ВЫБРАННЫЙ ТЕКСТ —
************

Во всех подобных построениях Пушкин оказывался центром русского канона, а круглые даты его биографии — важными, переломными, кульминационными точками культурной памяти. Таковы 1880 год (первый памятник и торжества в Москве с участием Достоевского, Тургенева, Островского), 1899-й (столетие, во время празднования которого поэт становится феноменом массовой культуры), 1937-й — странный юбилей со дня смерти, когда Пушкин превращается в «нашего товарища» (Андрей Платонов) и связывается с любимым вождем[3], наконец, 1999-й, когда Пушкина пытается присвоить и усвоить уже новое государство РФ.
Анекдот — вроде бы одна из нижних, периферийных ступенек жанровой лестницы Пушкина в веках, идущая, между прочим, от исторического Пушкина («Table-talk», 1835 — 1836; «Анекдоты», 1836 и многочисленные дневниковые записи)[4].
У текстов, о которых пойдет речь, поначалу были общая судьба и несомненная генетическая связь (они распространялись в самиздате и порой публиковались под одним именем), но сегодня они разошлись по разным изданиям и редко встречаются в одном исследовательском поле.
Их то смешивали до неразличения, то не/аккуратно разводили по интенции, архитектонической форме.

************

КОРОТКОЕ ЗАДАНИЕ — Перепишите из выбранного текста отрывок, начиная со слов «Во всех подобных» и дальше вплоть до слов «многочисленные дневниковые записи)[4].». Следующие далее записи представляют собой самостоятельный материал.

************

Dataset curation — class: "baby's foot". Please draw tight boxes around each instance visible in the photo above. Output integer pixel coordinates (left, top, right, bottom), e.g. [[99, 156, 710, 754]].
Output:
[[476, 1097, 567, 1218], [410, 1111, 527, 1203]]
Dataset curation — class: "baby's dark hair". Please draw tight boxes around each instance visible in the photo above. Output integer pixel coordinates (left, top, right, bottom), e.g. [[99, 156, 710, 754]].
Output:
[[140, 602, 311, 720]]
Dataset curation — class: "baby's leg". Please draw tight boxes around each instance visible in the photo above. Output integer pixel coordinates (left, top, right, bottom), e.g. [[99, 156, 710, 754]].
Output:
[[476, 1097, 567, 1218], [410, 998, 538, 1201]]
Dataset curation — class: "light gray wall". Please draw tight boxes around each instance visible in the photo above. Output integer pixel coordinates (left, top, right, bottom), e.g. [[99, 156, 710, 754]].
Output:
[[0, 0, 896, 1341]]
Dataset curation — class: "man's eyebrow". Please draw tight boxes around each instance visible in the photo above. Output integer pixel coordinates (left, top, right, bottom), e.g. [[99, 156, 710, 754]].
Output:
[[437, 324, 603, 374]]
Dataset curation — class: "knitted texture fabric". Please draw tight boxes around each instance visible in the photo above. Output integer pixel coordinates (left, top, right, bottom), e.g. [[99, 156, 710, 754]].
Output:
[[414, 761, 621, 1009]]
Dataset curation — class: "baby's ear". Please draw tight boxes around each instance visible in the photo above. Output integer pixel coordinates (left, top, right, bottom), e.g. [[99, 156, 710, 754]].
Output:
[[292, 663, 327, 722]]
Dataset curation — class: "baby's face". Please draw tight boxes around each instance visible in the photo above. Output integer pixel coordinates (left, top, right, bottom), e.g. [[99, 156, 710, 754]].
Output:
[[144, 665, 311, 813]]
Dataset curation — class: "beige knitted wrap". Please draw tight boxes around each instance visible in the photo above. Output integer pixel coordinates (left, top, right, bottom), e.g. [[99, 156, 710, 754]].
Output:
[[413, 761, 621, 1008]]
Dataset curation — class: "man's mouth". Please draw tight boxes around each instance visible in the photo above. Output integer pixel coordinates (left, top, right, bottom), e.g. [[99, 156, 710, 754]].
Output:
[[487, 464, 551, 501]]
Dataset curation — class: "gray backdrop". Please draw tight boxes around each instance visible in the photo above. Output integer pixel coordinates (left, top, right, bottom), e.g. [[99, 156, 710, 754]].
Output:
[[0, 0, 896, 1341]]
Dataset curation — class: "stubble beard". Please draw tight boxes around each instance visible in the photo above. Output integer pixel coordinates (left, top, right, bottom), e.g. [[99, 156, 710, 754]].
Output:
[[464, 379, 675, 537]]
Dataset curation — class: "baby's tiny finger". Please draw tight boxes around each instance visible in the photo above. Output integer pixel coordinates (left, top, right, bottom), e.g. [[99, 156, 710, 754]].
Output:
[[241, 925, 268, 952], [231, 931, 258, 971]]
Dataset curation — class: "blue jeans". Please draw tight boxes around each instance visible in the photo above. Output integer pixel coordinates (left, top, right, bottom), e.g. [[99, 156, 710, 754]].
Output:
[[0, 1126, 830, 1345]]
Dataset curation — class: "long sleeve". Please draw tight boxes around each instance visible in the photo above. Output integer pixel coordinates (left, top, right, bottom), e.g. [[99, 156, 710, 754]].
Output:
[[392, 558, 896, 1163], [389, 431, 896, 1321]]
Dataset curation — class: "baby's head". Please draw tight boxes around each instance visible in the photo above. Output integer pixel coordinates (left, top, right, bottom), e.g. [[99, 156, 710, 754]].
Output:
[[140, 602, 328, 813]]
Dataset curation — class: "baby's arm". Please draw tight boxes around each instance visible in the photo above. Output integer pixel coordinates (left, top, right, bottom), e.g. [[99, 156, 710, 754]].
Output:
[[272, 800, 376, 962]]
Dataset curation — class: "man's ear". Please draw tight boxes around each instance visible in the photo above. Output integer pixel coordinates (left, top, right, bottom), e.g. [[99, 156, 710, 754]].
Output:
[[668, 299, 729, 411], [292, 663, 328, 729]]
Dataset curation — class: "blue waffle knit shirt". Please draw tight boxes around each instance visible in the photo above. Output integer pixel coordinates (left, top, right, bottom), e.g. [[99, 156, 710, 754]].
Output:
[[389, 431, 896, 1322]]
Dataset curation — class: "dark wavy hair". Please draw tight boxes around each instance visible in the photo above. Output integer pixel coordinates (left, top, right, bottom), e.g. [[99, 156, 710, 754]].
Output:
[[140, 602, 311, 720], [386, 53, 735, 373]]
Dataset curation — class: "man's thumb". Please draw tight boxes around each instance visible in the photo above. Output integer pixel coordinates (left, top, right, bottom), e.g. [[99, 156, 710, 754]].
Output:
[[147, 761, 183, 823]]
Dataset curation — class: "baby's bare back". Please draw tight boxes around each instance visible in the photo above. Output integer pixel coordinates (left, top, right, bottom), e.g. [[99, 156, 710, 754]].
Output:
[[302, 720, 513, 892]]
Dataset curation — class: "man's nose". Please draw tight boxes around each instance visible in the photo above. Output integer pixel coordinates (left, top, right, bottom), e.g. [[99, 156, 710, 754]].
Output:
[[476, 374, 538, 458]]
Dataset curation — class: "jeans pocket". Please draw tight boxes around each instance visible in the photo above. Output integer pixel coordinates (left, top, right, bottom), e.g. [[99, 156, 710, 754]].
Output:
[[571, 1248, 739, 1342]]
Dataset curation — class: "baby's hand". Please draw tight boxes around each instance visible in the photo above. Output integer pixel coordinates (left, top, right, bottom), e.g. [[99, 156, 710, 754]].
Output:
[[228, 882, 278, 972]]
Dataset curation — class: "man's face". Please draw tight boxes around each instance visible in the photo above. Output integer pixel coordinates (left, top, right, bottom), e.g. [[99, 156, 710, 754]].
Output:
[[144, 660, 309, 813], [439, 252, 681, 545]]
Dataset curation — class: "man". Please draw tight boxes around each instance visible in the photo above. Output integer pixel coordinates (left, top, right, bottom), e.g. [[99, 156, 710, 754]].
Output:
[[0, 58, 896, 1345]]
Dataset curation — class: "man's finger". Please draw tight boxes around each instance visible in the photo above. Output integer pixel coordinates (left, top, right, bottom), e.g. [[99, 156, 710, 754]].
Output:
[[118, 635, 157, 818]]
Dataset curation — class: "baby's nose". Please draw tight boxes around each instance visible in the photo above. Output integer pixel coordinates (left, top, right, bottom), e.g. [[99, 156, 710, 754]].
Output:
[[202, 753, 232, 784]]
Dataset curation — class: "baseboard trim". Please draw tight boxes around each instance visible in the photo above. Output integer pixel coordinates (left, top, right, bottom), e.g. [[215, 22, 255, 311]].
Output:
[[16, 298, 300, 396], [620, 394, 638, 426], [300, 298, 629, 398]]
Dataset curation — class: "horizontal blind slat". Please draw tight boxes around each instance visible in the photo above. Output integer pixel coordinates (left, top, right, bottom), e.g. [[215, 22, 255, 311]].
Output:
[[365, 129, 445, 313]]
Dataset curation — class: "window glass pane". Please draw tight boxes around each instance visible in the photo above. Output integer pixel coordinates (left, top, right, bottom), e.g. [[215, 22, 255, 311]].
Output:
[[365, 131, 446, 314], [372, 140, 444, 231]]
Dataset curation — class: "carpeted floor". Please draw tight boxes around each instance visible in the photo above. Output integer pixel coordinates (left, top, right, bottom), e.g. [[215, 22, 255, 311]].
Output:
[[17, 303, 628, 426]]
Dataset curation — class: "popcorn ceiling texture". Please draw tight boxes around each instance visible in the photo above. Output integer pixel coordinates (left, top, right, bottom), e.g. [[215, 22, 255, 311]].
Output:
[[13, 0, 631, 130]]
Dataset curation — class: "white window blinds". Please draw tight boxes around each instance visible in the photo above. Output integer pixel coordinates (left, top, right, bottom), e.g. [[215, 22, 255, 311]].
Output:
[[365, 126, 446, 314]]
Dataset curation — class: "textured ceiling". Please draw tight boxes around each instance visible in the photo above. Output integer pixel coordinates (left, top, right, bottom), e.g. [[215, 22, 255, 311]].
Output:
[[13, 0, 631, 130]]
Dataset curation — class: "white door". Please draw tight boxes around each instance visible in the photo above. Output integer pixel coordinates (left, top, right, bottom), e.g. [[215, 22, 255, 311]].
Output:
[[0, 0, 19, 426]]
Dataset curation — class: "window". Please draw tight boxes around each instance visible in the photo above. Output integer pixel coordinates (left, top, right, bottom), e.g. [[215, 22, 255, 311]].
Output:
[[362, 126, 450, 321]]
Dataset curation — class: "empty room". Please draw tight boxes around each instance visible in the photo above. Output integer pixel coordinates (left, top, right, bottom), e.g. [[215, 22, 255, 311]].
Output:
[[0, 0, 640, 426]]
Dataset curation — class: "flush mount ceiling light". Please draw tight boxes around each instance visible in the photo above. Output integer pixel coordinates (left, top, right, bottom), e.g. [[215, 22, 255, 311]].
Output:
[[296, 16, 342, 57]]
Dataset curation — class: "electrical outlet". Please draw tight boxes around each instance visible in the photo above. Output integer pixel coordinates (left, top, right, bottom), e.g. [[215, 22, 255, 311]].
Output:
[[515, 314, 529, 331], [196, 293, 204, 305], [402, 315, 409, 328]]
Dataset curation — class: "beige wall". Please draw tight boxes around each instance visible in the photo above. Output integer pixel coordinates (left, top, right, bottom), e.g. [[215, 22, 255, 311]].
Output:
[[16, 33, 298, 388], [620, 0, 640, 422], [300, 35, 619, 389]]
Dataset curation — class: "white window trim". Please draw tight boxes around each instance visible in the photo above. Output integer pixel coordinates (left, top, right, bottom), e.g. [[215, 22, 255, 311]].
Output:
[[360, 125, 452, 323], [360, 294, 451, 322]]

************

ПОЛНЫЙ ОТВЕТ —
Во всех подобных построениях Пушкин оказывался центром русского канона, а круглые даты его биографии — важными, переломными, кульминационными точками культурной памяти. Таковы 1880 год (первый памятник и торжества в Москве с участием Достоевского, Тургенева, Островского), 1899-й (столетие, во время празднования которого поэт становится феноменом массовой культуры), 1937-й — странный юбилей со дня смерти, когда Пушкин превращается в «нашего товарища» (Андрей Платонов) и связывается с любимым вождем[3], наконец, 1999-й, когда Пушкина пытается присвоить и усвоить уже новое государство РФ.
Анекдот — вроде бы одна из нижних, периферийных ступенек жанровой лестницы Пушкина в веках, идущая, между прочим, от исторического Пушкина («Table-talk», 1835 — 1836; «Анекдоты», 1836 и многочисленные дневниковые записи)[4].